REQUIRED WORK
Please update the records between the line holding "with gray shawl." and the line holding "[0,233,334,579]", inclusive, replacing "yellow shirt" with "yellow polo" and leaving everything else unchanged.
◇ ◇ ◇
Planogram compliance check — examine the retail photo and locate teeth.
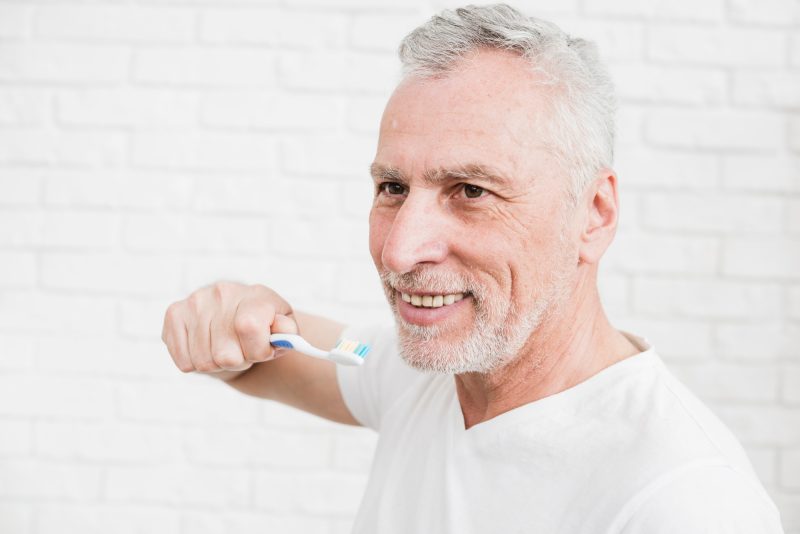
[400,293,464,308]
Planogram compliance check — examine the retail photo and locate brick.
[722,154,800,193]
[42,252,181,295]
[42,210,119,250]
[786,199,800,236]
[56,88,198,128]
[117,378,263,425]
[345,96,386,136]
[609,61,728,105]
[350,13,425,52]
[780,449,800,490]
[0,173,42,206]
[342,177,375,221]
[789,34,800,67]
[184,427,332,470]
[0,333,35,371]
[586,0,725,21]
[119,298,171,340]
[183,510,330,534]
[647,24,787,67]
[642,192,783,235]
[615,316,712,364]
[634,278,781,320]
[278,50,400,96]
[200,8,348,49]
[36,338,176,379]
[36,503,181,534]
[0,251,39,288]
[0,129,127,167]
[614,104,649,150]
[728,0,800,26]
[714,405,800,446]
[0,373,113,418]
[788,117,800,153]
[614,149,720,192]
[281,135,376,180]
[34,421,183,463]
[333,428,378,474]
[781,365,800,406]
[336,260,386,304]
[597,274,631,316]
[123,214,267,254]
[34,5,195,44]
[0,504,34,534]
[645,109,784,150]
[0,419,33,456]
[0,43,130,84]
[201,91,343,132]
[786,285,800,319]
[714,322,800,361]
[722,237,800,280]
[181,255,280,294]
[0,459,103,501]
[270,219,367,258]
[0,291,116,335]
[255,471,367,515]
[733,70,800,109]
[259,402,341,432]
[0,209,44,247]
[0,4,33,38]
[0,88,53,126]
[604,232,719,274]
[133,46,275,87]
[131,133,276,172]
[117,174,199,209]
[559,17,645,61]
[670,362,779,403]
[106,465,250,509]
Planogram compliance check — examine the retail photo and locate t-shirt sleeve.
[336,325,421,430]
[620,465,783,534]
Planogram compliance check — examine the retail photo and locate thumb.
[270,314,299,334]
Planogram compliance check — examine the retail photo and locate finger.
[188,309,220,373]
[209,317,251,371]
[233,299,284,362]
[161,303,194,373]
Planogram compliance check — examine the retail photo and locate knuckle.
[233,313,265,335]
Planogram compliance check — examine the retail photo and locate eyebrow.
[370,163,511,187]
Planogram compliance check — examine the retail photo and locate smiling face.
[370,51,578,373]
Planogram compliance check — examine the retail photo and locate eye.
[464,184,487,198]
[378,182,406,196]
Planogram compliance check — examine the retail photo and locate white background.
[0,0,800,534]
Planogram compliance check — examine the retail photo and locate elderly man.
[159,5,781,534]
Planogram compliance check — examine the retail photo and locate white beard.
[381,262,569,374]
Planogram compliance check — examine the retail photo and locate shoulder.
[611,462,783,534]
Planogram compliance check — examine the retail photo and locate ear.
[579,169,619,264]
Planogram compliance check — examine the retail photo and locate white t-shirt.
[338,328,783,534]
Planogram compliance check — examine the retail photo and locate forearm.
[215,312,358,424]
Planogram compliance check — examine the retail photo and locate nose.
[381,189,449,273]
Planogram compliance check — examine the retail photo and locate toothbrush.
[269,334,369,365]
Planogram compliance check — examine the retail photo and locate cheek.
[369,208,391,268]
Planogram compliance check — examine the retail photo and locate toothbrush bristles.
[334,338,369,358]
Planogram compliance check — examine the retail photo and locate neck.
[456,276,639,428]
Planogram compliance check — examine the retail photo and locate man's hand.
[161,282,298,378]
[161,282,358,425]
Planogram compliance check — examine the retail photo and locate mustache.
[379,269,483,296]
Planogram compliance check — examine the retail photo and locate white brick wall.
[0,0,800,534]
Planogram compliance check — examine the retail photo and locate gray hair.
[398,4,616,200]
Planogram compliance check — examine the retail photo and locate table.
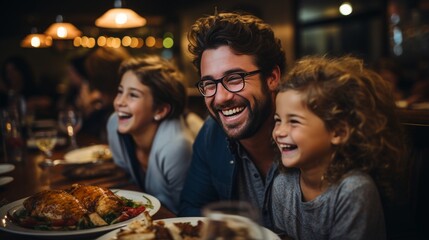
[0,136,176,240]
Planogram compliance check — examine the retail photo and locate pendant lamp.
[95,0,146,28]
[21,28,52,48]
[45,15,82,39]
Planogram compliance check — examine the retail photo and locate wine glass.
[201,201,266,240]
[33,128,57,158]
[58,108,82,149]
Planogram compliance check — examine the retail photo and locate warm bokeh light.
[162,37,174,48]
[122,36,131,47]
[97,36,107,47]
[155,38,163,48]
[145,36,156,47]
[339,2,353,16]
[21,33,52,48]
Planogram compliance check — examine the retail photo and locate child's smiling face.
[273,90,337,170]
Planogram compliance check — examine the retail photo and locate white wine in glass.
[33,129,57,157]
[58,108,82,149]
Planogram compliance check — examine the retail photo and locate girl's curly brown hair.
[278,56,406,200]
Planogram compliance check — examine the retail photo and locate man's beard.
[209,94,274,140]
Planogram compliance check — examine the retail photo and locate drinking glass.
[33,129,57,158]
[201,201,266,240]
[58,108,82,149]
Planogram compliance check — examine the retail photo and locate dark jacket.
[179,117,237,216]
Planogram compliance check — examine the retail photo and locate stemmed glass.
[58,108,82,149]
[33,128,57,189]
[201,201,266,240]
[33,129,57,158]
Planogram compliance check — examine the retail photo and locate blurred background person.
[0,56,54,117]
[107,56,194,214]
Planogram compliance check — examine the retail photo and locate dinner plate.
[0,163,15,174]
[96,217,281,240]
[64,144,112,163]
[0,189,161,238]
[27,136,67,149]
[0,177,13,186]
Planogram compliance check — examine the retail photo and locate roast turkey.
[23,190,88,226]
[66,184,124,218]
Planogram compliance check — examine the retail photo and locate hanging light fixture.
[95,0,146,28]
[45,15,82,39]
[21,28,52,48]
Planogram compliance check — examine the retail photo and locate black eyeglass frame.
[195,69,262,97]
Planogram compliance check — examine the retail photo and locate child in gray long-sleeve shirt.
[272,57,405,239]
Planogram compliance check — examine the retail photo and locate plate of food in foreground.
[0,184,161,238]
[96,214,280,240]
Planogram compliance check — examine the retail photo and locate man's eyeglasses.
[195,69,261,97]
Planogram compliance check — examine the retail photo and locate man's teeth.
[222,107,244,116]
[118,112,131,118]
[279,144,296,149]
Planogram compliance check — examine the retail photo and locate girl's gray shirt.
[272,169,386,239]
[107,113,194,214]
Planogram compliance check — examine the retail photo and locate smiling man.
[179,10,286,228]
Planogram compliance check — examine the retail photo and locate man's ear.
[331,123,350,145]
[267,66,281,91]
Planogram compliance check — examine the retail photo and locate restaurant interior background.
[0,0,429,111]
[0,0,429,239]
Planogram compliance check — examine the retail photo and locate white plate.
[27,137,67,149]
[0,163,15,174]
[0,189,161,238]
[64,144,111,163]
[96,217,281,240]
[0,177,13,186]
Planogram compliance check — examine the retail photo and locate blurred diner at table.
[107,55,200,213]
[79,47,131,141]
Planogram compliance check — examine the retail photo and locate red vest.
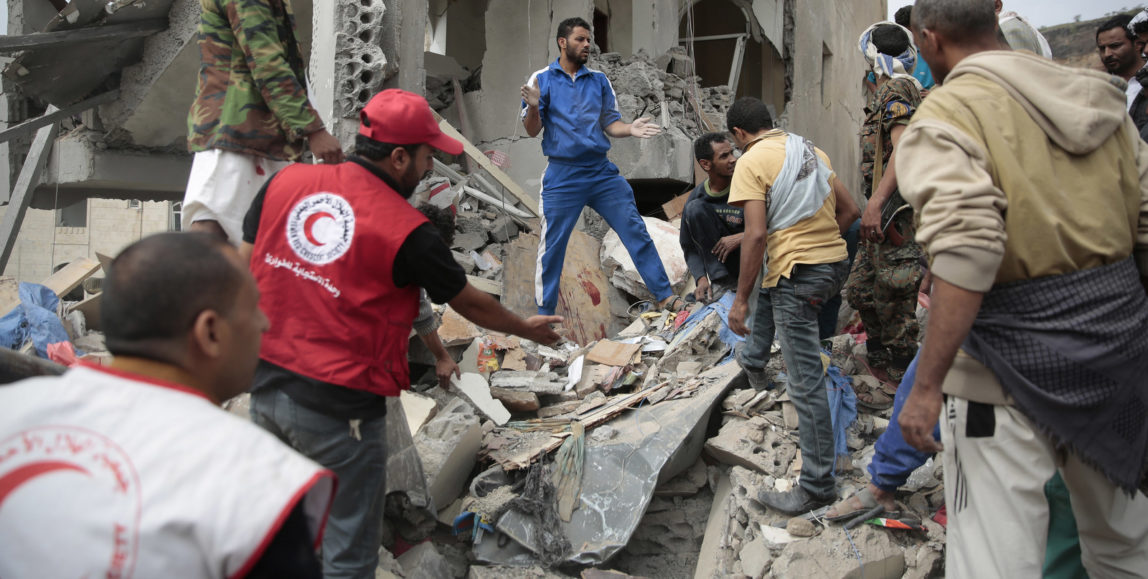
[251,162,428,396]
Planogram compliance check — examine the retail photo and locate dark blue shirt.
[522,60,622,165]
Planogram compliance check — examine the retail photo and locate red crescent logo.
[0,461,92,505]
[303,211,335,247]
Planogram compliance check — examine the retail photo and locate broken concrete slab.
[475,363,740,565]
[771,525,905,579]
[705,416,797,477]
[490,386,541,412]
[450,372,510,426]
[398,541,455,579]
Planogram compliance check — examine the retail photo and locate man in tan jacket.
[895,0,1148,577]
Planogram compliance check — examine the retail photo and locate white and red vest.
[0,366,335,579]
[251,162,428,396]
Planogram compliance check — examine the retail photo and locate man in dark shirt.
[680,133,745,302]
[241,90,561,578]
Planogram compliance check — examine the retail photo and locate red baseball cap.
[359,88,463,155]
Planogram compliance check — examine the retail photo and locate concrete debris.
[602,217,690,300]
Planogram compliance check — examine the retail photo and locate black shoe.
[758,486,837,516]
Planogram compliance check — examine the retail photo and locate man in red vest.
[242,90,561,578]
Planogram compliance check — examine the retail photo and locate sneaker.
[758,486,837,517]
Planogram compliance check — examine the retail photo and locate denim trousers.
[251,387,387,579]
[738,260,850,497]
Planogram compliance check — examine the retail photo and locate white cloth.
[181,149,290,246]
[0,366,334,579]
[940,395,1148,579]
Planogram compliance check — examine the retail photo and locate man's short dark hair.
[726,97,774,134]
[554,16,590,43]
[693,133,729,162]
[893,5,913,28]
[870,24,909,56]
[913,0,996,41]
[100,232,243,357]
[1096,14,1137,41]
[419,203,455,247]
[355,134,418,161]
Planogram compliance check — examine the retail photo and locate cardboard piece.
[450,373,510,426]
[398,391,439,437]
[585,340,642,366]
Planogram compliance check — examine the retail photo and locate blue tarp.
[0,281,82,360]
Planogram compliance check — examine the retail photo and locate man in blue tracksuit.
[522,18,682,314]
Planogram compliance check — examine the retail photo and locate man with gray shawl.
[897,0,1148,577]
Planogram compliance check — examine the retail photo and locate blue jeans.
[817,219,861,340]
[869,350,940,493]
[534,157,674,316]
[251,387,387,579]
[738,260,850,497]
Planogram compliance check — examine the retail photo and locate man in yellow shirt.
[726,98,856,515]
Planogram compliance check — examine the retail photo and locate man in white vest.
[0,233,334,579]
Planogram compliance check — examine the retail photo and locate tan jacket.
[895,52,1148,403]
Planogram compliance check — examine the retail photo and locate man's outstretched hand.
[630,117,661,139]
[307,129,343,163]
[515,316,563,345]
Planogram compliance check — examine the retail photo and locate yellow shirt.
[729,129,850,288]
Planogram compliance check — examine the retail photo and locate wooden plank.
◇ ◇ ◇
SOLVED EXERCISE
Planogram compliance check — examine the retail photo and locate man with gray shawl.
[897,0,1148,577]
Planogram compliance check — examine the retail photo and locate blue jeans.
[817,219,861,340]
[869,350,940,493]
[534,157,674,316]
[251,387,387,579]
[738,260,850,497]
Planogram compliance check — examine the retail photo and locate man in yellow polo.
[726,98,856,515]
Planogram compliance check — examine the retail photo and locate man in white vest.
[0,233,334,579]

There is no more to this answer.